- Prompt 1
Turn every line of the dataset rows on where objects appear into a numbered list, skipping any blank lines. Leave the pictures out of your list.

- Passage to read
▬▬▬▬▬▬▬▬▬▬

2.4 No Authority to Commit. ISR is not authorized to, and shall not, create, enter into, or execute any contract, obligation, order, or other commitment, whether express or implied, which in any way obligates PMI in any manner to any third party, nor shall ISR take any action that has the effect of creating the appearance of ISR having such authority.
3.0 DEALER OBLIGATIONS.
3.1 Initial Order. In order to qualify for a specific ISR status level, the ISR must place an order for the minimum amount of inventory that is in force for that level at the time of their sign up. The current ISR Terms may change over time at PMI’s sole discretion.
4.0 ORDERS.
4.1 Order Acceptance or Rejection. ISR shall, from time to time, submit to PMI purchase orders in accordance herewith for the Products. All orders placed by ISR shall be subject to acceptance or rejection by PMI. Notwithstanding any terms and conditions that may be a part of ISR ‘s purchase order to PMI, all sales of Products made by PMI to ISR shall be governed solely and exclusively by the terms of this Agreement and PMI’s standard terms and conditions, including those terms and conditions set out in Schedule “A” hereto.
4.2 Pricing. The commissions provided to ISRs for the Products covered by this Agreement, FOB one of PMI’s facilities in either St. Petersburg, FL, Tampa, FL or Carson City, NV is a twenty (20%) percent commission calculated against the current “net sales price” of each product. PMI reserves the right to and may change its prices, discounts, or terms of sale at any time and from time to time upon thirty (30) days’ prior written notice to the ISR. Products that are sold to ISRs customers by PMI under the terms of this Agreement shall be sold to customers at the prices that shall be established by PMI and in effect at the time of the order. All deliveries of Products covered by this Agreement will be on the credit of the customer or ISR and will constitute sales made directly to customer. PMI reserves the right to offer volume or other discounts to the customer, whether they are other distributors, dealers or agents, or to end user customers.
4.3 Payment and Shipping. Payment for the Products ordered by ISR shall be made as follows:
(a) For all orders, 100% of the invoice amount shall be paid by ISR or ISR’s customer to PMI by credit card (MasterCard, VISA, American Express or Discover) or by ACH Draft of ISR’s bank account. Qualifying customers will be billed “Net 30 Days Terms,” upon completion of an approved PMI Credit Application. All initial orders are C.O.D. or via credit card.
(b) Customers shall be responsible for paying for all shipping, insurance, brokerage and other similar costs relating to the delivery of Products from the PMI to the customer.
(c) PMI will use its best efforts to ship all accepted orders within fifteen (15) business days of the receipt of the applicable payment specified in Section 4.3(a) and 4.3(b) subject to the volume of orders and production schedules of the PMI at any particular time, which may delay such timing.

▬▬▬▬▬▬▬▬▬▬

Dataset rows on where objects appear in photos
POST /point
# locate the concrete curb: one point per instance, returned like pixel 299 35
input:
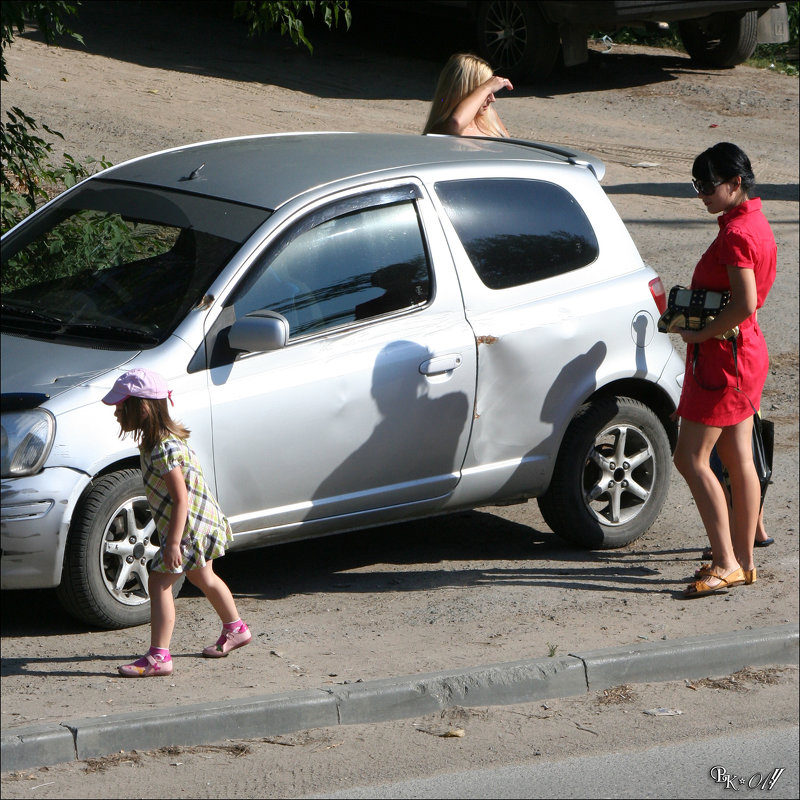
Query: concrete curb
pixel 400 698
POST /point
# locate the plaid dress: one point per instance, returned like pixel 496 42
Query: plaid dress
pixel 207 533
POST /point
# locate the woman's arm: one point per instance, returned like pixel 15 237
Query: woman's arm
pixel 744 298
pixel 466 111
pixel 177 518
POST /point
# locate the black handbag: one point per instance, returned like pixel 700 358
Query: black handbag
pixel 763 447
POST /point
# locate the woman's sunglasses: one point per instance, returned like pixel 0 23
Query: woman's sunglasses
pixel 705 187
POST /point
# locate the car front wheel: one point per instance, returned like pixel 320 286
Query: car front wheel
pixel 112 541
pixel 611 475
pixel 516 39
pixel 722 40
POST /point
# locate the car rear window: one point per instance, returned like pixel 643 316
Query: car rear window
pixel 517 231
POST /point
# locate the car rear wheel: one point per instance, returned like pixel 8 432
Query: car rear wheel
pixel 516 39
pixel 112 541
pixel 722 40
pixel 611 476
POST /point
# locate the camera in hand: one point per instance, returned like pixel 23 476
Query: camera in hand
pixel 693 309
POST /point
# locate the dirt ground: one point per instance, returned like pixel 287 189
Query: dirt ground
pixel 482 587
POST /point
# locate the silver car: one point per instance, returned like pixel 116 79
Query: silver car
pixel 357 328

▬▬▬▬▬▬▬▬▬▬

- Prompt 2
Go on with the dealer agreement from the point where it stops.

- Reply 1
1. POST /point
2. # locate the concrete curb: one point per instance, returned like pixel 299 35
3. input:
4. Query: concrete curb
5. pixel 400 698
6. POST /point
7. # locate the plaid dress: one point per instance, returned like pixel 496 42
8. Query: plaid dress
9. pixel 207 533
10. POST /point
11. # locate the woman's arm: one point per instance, returned like pixel 15 237
12. Query: woman's arm
13. pixel 744 298
14. pixel 466 111
15. pixel 177 518
16. POST /point
17. # locate the black handbag: one point per instance, returned like pixel 700 358
18. Query: black handbag
19. pixel 763 447
20. POST /point
21. # locate the woman's sunglasses: one point per instance, returned like pixel 0 23
22. Query: woman's sunglasses
23. pixel 705 187
24. POST /point
25. # locate the car front wheel: one point per instance, returned like pixel 320 286
26. Query: car front wheel
27. pixel 112 541
28. pixel 611 475
29. pixel 516 39
30. pixel 722 40
31. POST /point
32. # locate the car rear window: one point per instance, returned like pixel 643 316
33. Query: car rear window
34. pixel 517 231
35. POST /point
36. # locate the car rear wheel: one point per instance, returned like pixel 8 432
37. Query: car rear wheel
38. pixel 516 39
39. pixel 112 541
40. pixel 722 40
41. pixel 611 476
42. POST /point
43. # locate the camera in hand: one point per instance, returned like pixel 23 476
44. Query: camera in hand
45. pixel 693 309
46. POST /point
47. # locate the dirt ground: one point per instance, returned like pixel 287 189
48. Query: dirt ground
49. pixel 482 587
50. POST /point
51. # locate the silver car: one point per instance, returned like pixel 116 79
52. Query: silver car
53. pixel 357 328

- Reply 2
4.4 Warranties; Exclusive Remedy. Products sold by ISR from PMI shall be subject solely to the foregoing and PMI’s standard warranty and the exclusive remedies. PMI reserves the right to change the terms of the warranty. ISR agrees to either include the warranty or include the language of the warranty in any sales contract, invoice, or other acknowledgement for the sale of Products made by ISR. ISR further agrees that it will not make any statement to any Customer, purchaser or user of any Product that could be construed as altering, extending, or expanding PMI’s warranty or limitation of liability covering the Products, provided however that ISR may extend the Product warranty at its own cost and provided that such warranty extension results in no liability to the PMI.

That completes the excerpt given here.